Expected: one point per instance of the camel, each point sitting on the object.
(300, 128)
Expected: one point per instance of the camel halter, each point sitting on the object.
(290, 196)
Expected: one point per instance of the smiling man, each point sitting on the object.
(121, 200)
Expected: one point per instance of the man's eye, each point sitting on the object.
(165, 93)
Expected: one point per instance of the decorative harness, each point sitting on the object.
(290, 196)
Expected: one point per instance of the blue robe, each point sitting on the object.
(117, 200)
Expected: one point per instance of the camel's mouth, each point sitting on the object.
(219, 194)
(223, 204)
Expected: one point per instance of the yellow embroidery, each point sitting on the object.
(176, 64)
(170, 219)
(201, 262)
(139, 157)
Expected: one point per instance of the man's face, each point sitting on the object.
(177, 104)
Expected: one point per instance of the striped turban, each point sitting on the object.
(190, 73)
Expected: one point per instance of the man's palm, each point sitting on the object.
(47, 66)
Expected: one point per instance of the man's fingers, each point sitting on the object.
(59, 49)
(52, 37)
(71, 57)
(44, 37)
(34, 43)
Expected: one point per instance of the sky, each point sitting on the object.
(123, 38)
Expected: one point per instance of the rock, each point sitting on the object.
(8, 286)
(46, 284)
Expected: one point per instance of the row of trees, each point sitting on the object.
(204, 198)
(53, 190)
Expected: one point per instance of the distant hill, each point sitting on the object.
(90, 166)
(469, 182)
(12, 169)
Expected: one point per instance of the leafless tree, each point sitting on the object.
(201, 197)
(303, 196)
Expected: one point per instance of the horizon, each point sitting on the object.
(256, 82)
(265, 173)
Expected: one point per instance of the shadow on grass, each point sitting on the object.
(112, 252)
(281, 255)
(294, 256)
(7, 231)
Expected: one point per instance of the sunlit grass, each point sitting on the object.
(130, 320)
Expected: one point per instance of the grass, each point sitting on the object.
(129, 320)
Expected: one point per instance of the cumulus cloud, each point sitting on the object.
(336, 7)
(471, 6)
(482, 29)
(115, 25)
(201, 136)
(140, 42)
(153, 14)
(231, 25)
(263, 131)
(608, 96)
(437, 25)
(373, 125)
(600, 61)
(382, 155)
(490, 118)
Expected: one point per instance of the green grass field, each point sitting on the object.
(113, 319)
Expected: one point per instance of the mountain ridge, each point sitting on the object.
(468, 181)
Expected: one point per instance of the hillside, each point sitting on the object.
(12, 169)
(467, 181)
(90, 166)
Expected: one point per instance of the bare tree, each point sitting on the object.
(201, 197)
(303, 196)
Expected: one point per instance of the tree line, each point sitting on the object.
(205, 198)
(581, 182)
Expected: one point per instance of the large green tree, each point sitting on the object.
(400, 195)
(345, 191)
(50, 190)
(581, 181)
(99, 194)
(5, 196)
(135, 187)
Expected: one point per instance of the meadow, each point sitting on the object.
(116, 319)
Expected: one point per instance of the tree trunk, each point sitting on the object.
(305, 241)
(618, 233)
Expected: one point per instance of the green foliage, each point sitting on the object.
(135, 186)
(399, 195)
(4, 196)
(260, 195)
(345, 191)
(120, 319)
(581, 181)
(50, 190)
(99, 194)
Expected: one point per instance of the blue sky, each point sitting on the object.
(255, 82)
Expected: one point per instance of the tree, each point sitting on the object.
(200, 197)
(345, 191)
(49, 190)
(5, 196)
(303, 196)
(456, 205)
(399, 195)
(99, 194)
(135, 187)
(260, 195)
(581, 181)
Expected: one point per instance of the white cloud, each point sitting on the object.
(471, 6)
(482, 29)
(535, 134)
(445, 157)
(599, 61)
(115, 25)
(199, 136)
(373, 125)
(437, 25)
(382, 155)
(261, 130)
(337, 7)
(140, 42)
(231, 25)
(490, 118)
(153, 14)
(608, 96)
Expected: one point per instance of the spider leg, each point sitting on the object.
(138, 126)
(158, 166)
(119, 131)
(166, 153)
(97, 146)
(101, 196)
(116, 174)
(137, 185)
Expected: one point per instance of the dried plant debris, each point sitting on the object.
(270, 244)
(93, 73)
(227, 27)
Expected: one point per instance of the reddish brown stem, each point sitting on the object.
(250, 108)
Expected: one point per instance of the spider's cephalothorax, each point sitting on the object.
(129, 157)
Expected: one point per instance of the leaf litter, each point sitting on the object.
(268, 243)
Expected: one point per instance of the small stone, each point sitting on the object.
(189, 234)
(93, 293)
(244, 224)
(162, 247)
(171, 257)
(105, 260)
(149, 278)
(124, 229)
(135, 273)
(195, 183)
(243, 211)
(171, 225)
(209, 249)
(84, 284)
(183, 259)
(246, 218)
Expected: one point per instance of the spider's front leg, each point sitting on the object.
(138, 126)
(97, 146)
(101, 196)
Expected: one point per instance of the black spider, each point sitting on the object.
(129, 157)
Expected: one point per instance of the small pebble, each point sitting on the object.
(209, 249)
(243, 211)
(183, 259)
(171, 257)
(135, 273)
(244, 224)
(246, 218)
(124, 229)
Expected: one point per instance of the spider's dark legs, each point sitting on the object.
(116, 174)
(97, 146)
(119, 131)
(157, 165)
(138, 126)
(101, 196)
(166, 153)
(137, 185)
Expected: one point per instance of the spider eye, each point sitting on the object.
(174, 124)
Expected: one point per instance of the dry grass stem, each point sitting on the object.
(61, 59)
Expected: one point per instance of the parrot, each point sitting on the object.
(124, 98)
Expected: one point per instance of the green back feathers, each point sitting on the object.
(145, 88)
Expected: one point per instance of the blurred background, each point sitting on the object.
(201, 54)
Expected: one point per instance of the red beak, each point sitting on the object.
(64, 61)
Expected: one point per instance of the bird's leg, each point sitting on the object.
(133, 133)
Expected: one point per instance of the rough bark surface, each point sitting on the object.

——

• _Short task_: Output all of the data again. Match it exactly.

• _Answer to the problem_:
Expected: one point per instance of the camel, each point sitting on the object.
(300, 128)
Expected: one point per instance of the camel halter, each point sitting on the object.
(290, 196)
Expected: one point per instance of the smiling man, each point sitting on the object.
(121, 200)
Expected: one point per instance of the man's eye, each point sitting on the object.
(165, 93)
Expected: one point per instance of the decorative harness, each point sitting on the object.
(290, 196)
Expected: one point per instance of the blue robe, each point sitting on the object.
(117, 200)
Expected: one point per instance of the camel's mouth, each point sitting on the object.
(219, 194)
(223, 204)
Expected: one point per instance of the yellow embroidery, each point sitting on the object.
(176, 64)
(170, 219)
(201, 262)
(139, 157)
Expected: one point per instance of the man's face, each point sitting on the object.
(177, 104)
Expected: one point per instance of the striped turban, each point sitting on the object.
(190, 73)
Expected: one point per instance of the man's palm, each point sitting on the object.
(47, 66)
Expected: one point per instance of the man's fingers, each point sitting on the object.
(59, 49)
(52, 37)
(71, 57)
(44, 37)
(34, 43)
Expected: one point per instance of the sky, each point sitting on the object.
(123, 38)
Expected: one point per instance of the rock, each point sitting on the object.
(8, 286)
(46, 284)
Expected: one point per instance of the row of trees, each point sitting on the object.
(204, 198)
(53, 190)
Expected: one point per instance of the distant hill, each point sitting on the object.
(90, 166)
(469, 182)
(12, 169)
Expected: one point per instance of the leafless tree, each point sitting on the object.
(201, 197)
(303, 196)
Expected: one point per instance of the horizon, each point sitting on the object.
(256, 82)
(265, 173)
Expected: one point per instance of the shadow on grass, each point sitting on the object.
(112, 252)
(281, 255)
(294, 256)
(7, 231)
Expected: one point per instance of the sunlit grass, each point sitting on the object.
(130, 320)
Expected: one point per instance of the grass, each point sitting on the object.
(129, 320)
Expected: one point per instance of the cumulus cloud, each point sitting on the object.
(336, 7)
(471, 6)
(482, 29)
(115, 25)
(201, 136)
(140, 42)
(153, 14)
(231, 25)
(263, 131)
(608, 96)
(437, 25)
(373, 125)
(600, 61)
(382, 155)
(490, 118)
Expected: one point per instance of the green grass field, each point sitting on the object.
(113, 319)
Expected: one point per instance of the mountain ridge, each point sitting on the object.
(468, 181)
Expected: one point per instance of the hillside, each point sitting on the object.
(12, 169)
(467, 181)
(90, 166)
Expected: one point per instance of the bare tree, each point sitting on the object.
(201, 197)
(303, 196)
Expected: one point per instance of the tree line, each point sitting on the object.
(205, 198)
(581, 182)
Expected: one point per instance of the large green tree, each point sitting on the object.
(400, 195)
(345, 191)
(50, 190)
(581, 181)
(99, 194)
(5, 196)
(135, 187)
Expected: one point per instance of the meadow, each point sitting on the object.
(116, 319)
Expected: one point per instance of the tree trunk, each point sitting on the object.
(305, 241)
(618, 233)
Expected: one point per instance of the green foliage, each point sitting on the object.
(135, 186)
(399, 195)
(4, 196)
(260, 195)
(345, 191)
(120, 319)
(581, 181)
(50, 190)
(99, 194)
Expected: one point per instance of the blue sky, each point sitting on the object.
(255, 82)
Expected: one point per instance of the tree, each point sitting on the object.
(200, 197)
(345, 191)
(49, 190)
(5, 196)
(303, 196)
(456, 205)
(399, 195)
(99, 194)
(135, 187)
(260, 195)
(581, 181)
Expected: one point per instance of the white cloud, each point sitting on the object.
(471, 6)
(482, 29)
(535, 134)
(445, 157)
(599, 61)
(115, 25)
(199, 136)
(373, 125)
(437, 25)
(382, 155)
(261, 130)
(337, 7)
(140, 42)
(231, 25)
(490, 118)
(153, 14)
(608, 96)
Expected: one point per instance of the spider leg, each point sitting on the object.
(138, 126)
(158, 166)
(119, 131)
(166, 153)
(97, 146)
(101, 196)
(116, 174)
(137, 185)
Expected: one point per instance of the dried plant debris, each point sitting on the object.
(270, 244)
(93, 73)
(227, 27)
Expected: one point per instance of the reddish brown stem, each point sitting on the object.
(250, 108)
Expected: one point per instance of the spider's cephalothorax, each point sitting on the object.
(129, 157)
Expected: one point per instance of the leaf litter, each point sitting on the object.
(268, 243)
Expected: one point per instance of the small stone, each point sitting on the object.
(189, 234)
(93, 293)
(244, 224)
(162, 247)
(171, 257)
(105, 260)
(149, 278)
(124, 229)
(135, 273)
(195, 183)
(243, 211)
(171, 225)
(209, 249)
(84, 284)
(183, 259)
(246, 218)
Expected: one point per instance of the spider's front leg, each point sitting on the object.
(138, 126)
(97, 146)
(101, 196)
Expected: one point per instance of the black spider, each point sitting on the object.
(129, 157)
Expected: one point per instance of the small pebble, each point sitting on the object.
(209, 249)
(243, 211)
(183, 259)
(171, 257)
(135, 273)
(244, 224)
(246, 218)
(124, 229)
Expected: one point per instance of the spider's dark legs, each point sitting on the object.
(116, 174)
(97, 146)
(119, 131)
(157, 165)
(138, 126)
(101, 196)
(166, 153)
(137, 185)
Expected: one point per instance of the spider eye, each point sitting on the object.
(174, 124)
Expected: one point per instance of the dry grass stem, each point sitting on the object.
(61, 59)
Expected: one point per instance of the parrot, each point sitting on the object.
(124, 98)
Expected: one point per instance of the green back feathers, each point sitting on the object.
(145, 88)
Expected: one point per instance of the blurred background, each point sitting on the object.
(201, 54)
Expected: one point per instance of the red beak, each point sitting on the object.
(64, 61)
Expected: one point per instance of the bird's leg, each point sitting on the object.
(133, 133)
Expected: one point per instance of the rough bark surface, each point sitting on the object.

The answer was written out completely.